#### [TASK DIRECTIONS]
Switch every "Spot" in the records below to "Locate" and write the records out again with nothing else changed. Leave the pictures out.

#### [EXERCISE MATERIALS]

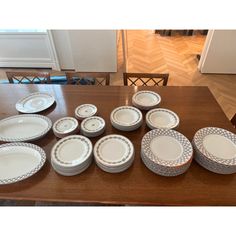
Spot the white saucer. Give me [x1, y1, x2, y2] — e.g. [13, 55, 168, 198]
[75, 104, 97, 120]
[132, 91, 161, 110]
[146, 108, 179, 129]
[16, 92, 55, 113]
[52, 117, 79, 138]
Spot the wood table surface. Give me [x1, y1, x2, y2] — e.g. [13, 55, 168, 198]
[0, 84, 236, 205]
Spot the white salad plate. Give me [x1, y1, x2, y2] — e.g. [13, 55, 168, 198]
[80, 116, 106, 138]
[93, 134, 134, 173]
[0, 143, 46, 185]
[51, 135, 93, 176]
[52, 117, 79, 138]
[0, 114, 52, 142]
[146, 108, 179, 129]
[16, 92, 55, 113]
[141, 129, 193, 176]
[110, 106, 143, 131]
[75, 104, 97, 120]
[132, 91, 161, 110]
[192, 127, 236, 174]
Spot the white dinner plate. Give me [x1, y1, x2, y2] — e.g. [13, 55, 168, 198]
[52, 117, 79, 138]
[0, 143, 46, 185]
[146, 108, 179, 129]
[193, 127, 236, 166]
[110, 106, 143, 131]
[0, 114, 52, 142]
[141, 129, 193, 167]
[16, 92, 55, 113]
[75, 104, 97, 120]
[132, 91, 161, 110]
[51, 135, 93, 168]
[93, 134, 134, 168]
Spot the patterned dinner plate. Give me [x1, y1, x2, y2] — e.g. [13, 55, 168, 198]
[16, 92, 55, 113]
[0, 143, 46, 185]
[193, 127, 236, 166]
[146, 108, 179, 129]
[93, 134, 134, 168]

#### [OUTPUT]
Locate the white saucer. Give me [x1, y1, x2, y2] — e.g. [13, 55, 168, 198]
[75, 104, 97, 120]
[132, 91, 161, 110]
[146, 108, 179, 129]
[16, 92, 55, 113]
[52, 117, 79, 138]
Locate the wood table surface. Give me [x1, y1, x2, y2] — e.g. [13, 55, 168, 198]
[0, 84, 236, 205]
Locate the white salad plate. Give me [x1, y1, x2, y2] — e.g. [13, 55, 168, 198]
[80, 116, 106, 138]
[93, 134, 134, 173]
[0, 143, 46, 185]
[51, 135, 93, 176]
[52, 117, 79, 138]
[0, 114, 52, 142]
[146, 108, 179, 129]
[16, 92, 55, 113]
[141, 129, 193, 176]
[110, 106, 143, 131]
[75, 104, 97, 120]
[132, 91, 161, 110]
[192, 127, 236, 174]
Locate the white dinner plate. Give me [x1, y1, x2, y2] — e.g. [13, 55, 168, 198]
[52, 117, 79, 138]
[0, 143, 46, 185]
[146, 108, 179, 129]
[193, 127, 236, 166]
[110, 106, 143, 131]
[0, 114, 52, 142]
[141, 129, 193, 167]
[16, 92, 55, 113]
[75, 104, 97, 120]
[132, 91, 161, 110]
[51, 135, 93, 168]
[93, 134, 134, 168]
Locate the patterned dinner plate. Give me [x1, y1, x2, y2] — e.g. [13, 55, 168, 198]
[16, 92, 55, 113]
[0, 143, 46, 185]
[193, 127, 236, 166]
[146, 108, 179, 129]
[93, 134, 134, 168]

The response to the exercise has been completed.